:: DATASET RECORDS ::

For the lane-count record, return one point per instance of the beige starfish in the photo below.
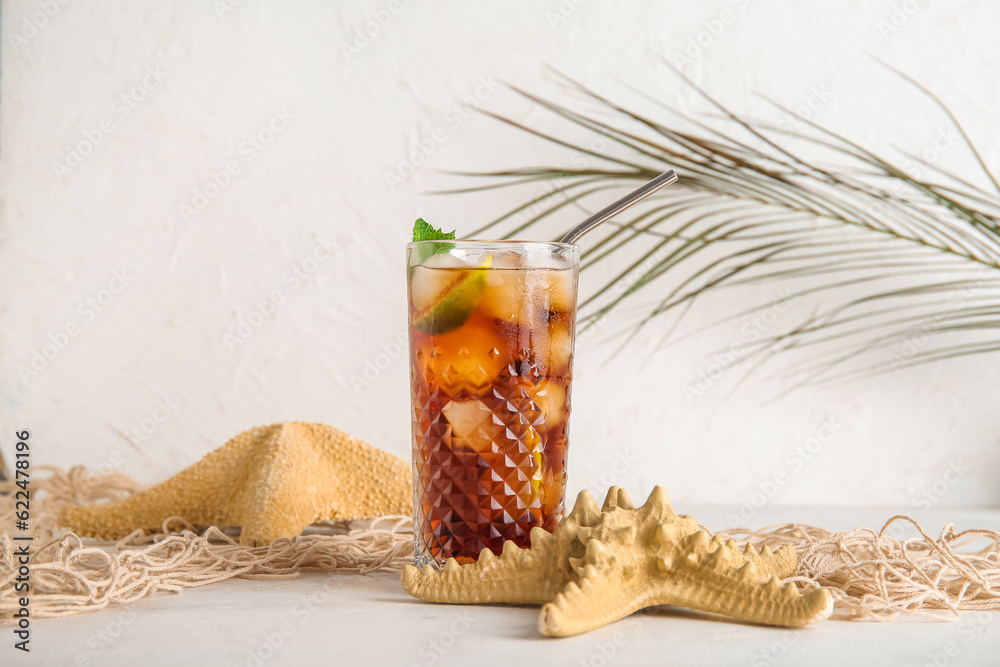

:::
:: DATASET RECORDS ::

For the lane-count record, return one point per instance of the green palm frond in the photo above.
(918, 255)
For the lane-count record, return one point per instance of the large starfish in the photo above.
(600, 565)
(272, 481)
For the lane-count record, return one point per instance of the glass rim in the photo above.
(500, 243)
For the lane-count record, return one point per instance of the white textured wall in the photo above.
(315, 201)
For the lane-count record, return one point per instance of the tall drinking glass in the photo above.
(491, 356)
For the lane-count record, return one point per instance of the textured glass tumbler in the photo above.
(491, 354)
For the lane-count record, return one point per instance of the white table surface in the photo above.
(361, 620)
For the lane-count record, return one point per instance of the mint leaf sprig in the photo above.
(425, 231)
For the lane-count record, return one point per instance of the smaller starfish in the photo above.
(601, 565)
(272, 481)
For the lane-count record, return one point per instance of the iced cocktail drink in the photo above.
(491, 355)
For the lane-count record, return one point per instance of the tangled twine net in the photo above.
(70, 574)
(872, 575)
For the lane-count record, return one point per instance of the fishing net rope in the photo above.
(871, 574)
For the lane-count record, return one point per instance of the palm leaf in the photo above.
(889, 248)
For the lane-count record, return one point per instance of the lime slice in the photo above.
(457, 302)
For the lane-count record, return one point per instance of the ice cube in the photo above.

:::

PROBLEM TO SOLVE:
Rewrite the listing from the line containing "surface in the photo above." down through the line containing "cube in the photo above.", changing "starfish" to "sea star" and leaving everything else as it is.

WRITTEN ANSWER:
For the lane-count record, return one point per instance of the white table surface in the photo above.
(361, 620)
For the lane-count record, return one point per instance of the mint leaf sprig in the photo above.
(425, 231)
For the lane-count record, return one point per instance of the smaller sea star in the photo above.
(601, 565)
(272, 481)
For the lane-count record, return one point per instance of the iced cocktail drink in the photo above.
(491, 355)
For the lane-count record, return one point per instance of the tangled twine net in the photo above.
(70, 574)
(872, 575)
For the lane-count record, return one point per instance of the fishing net rope in the photo above.
(871, 574)
For the lane-count record, return one point per instance of the palm leaf in the photo above.
(889, 248)
For the lane-count record, return one point per instance of the lime slice in the photo above.
(457, 302)
For the lane-count record, return one point per instance of the ice cube in the photo above.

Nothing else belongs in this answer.